SOURCE EXCERPT:
______________________________

The flywheel asks us to invest in the product experience, so users keep moving to the next stage. Over time, their success attracts the next cohort.
The model maps five user states, Stranger → Explorer → Beginner → Regular → Champion, and five moves that push them forward: Evaluate, Activate, Adopt, Expand, Advocate.
Next, I’ll break down how to tackle each part of the journey.
Evaluate: From Strangers to Explorers
At this point, potential customers are strangers. They might have heard about your product but haven’t engaged with it. They’re curious, still scanning their options. Your job is to help them connect their needs with the value you provide.
Goals for this stage
- Show that you understand your prospects’ pain points and jobs-to-be-done (JTBD).
- Offer clear, relatable examples of how your product fits their role.
- Remove barriers to exploration, make it easy to sign up, test, or learn more.
How to communicate with Strangers?
Start by understanding what works when every touchpoint lines up, targeting all your communication (such as landing page copy, social media posts, or ads) to your ideal customer profile. To build it, run interviews or focus groups, talk to the customer success or sales teams, or capture feedback from your existing users with quick in-app surveys.
Activate: From Explorers to Beginners
Explorers are new users who have signed up or tried your product. However, they haven’t yet experienced that first ‘aha!’ moment yet. The goal is to turn their curiosity into success and activate your users.
Goals for this stage
- Deliver a clear outcome in the first session.
- Shorten the path from signup to the first meaningful action.
- Ensure educational materials are always easily accessible.
How to communicate with Explorers?
I start with a welcome email tied to the user’s JTBD. For example, if someone came to improve onboarding, my note says, “Launch your first checklist in five minutes.” The email’s CTA button opens the app and loads an onboarding flow.
In-product, I use a short checklist and a few tooltips that move this user to the activation event. I personalize the product tour based on the user’s JTBDs, starting by showing the most relevant features.
Adopt: From Beginners to Regulars
Beginners have reached the activation point. Now, it’s time to turn that early win into habitual use by teaching more advanced features and use cases.

______________________________

STORED RECORDS:
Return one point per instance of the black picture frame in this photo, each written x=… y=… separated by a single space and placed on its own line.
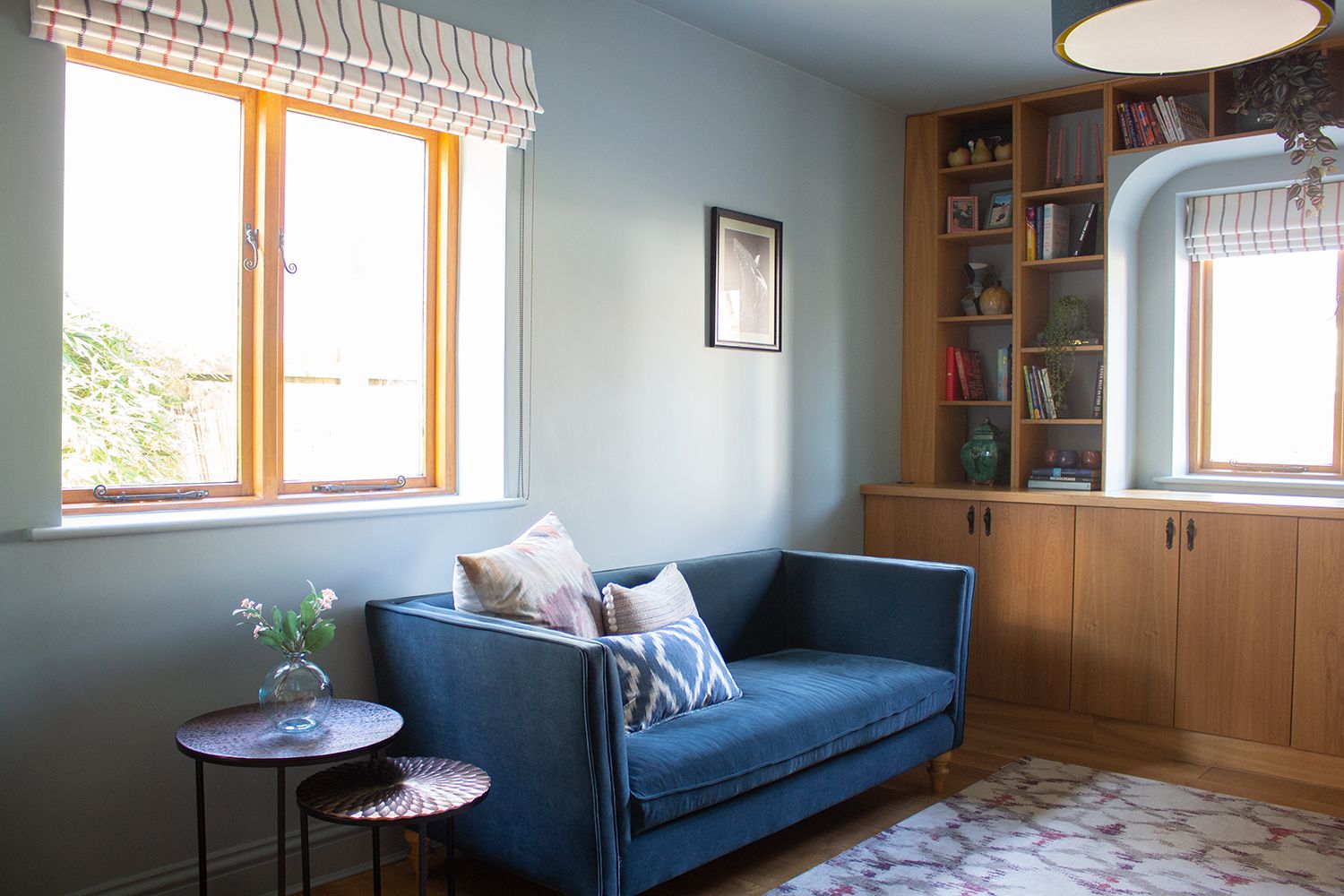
x=746 y=281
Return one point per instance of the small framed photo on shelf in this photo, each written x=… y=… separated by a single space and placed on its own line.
x=1000 y=210
x=746 y=271
x=962 y=214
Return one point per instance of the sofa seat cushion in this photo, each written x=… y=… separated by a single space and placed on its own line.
x=797 y=708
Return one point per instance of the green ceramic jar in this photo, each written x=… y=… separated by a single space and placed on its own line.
x=984 y=455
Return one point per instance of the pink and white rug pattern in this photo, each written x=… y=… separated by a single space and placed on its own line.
x=1038 y=828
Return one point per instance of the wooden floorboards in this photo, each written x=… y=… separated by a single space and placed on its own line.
x=766 y=864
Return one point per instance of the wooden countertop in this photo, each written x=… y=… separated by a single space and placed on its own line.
x=1137 y=498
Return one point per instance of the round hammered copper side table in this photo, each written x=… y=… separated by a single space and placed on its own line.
x=397 y=790
x=244 y=737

______________________________

WORK TO BE COMPLETED: Please transcribe the stretch of the flywheel excerpt from "Evaluate: From Strangers" through "communicate with Strangers?". The listing isn't needed here.

THE ANSWER:
Evaluate: From Strangers to Explorers
At this point, potential customers are strangers. They might have heard about your product but haven’t engaged with it. They’re curious, still scanning their options. Your job is to help them connect their needs with the value you provide.
Goals for this stage
- Show that you understand your prospects’ pain points and jobs-to-be-done (JTBD).
- Offer clear, relatable examples of how your product fits their role.
- Remove barriers to exploration, make it easy to sign up, test, or learn more.
How to communicate with Strangers?